→ Written task:
Swap each "firefighter jacket" in the records below for "safety vest" and write the records out again, changing nothing else. Leave the pictures out.

☆ ☆ ☆ ☆

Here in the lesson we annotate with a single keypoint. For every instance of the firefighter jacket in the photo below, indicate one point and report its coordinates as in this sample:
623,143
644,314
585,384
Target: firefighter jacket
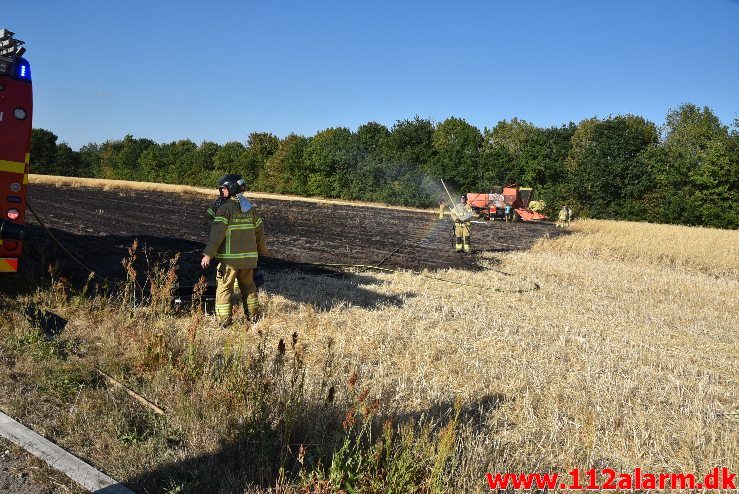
460,210
236,238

☆ ☆ ☆ ☆

→ Exercise solution:
Here in the lesson we annotate with a single keypoint. For every instance of the safety vest in the photo below, indicate one point and report its coordinates as in this sample:
623,143
644,314
585,384
Target: safety vest
460,210
236,238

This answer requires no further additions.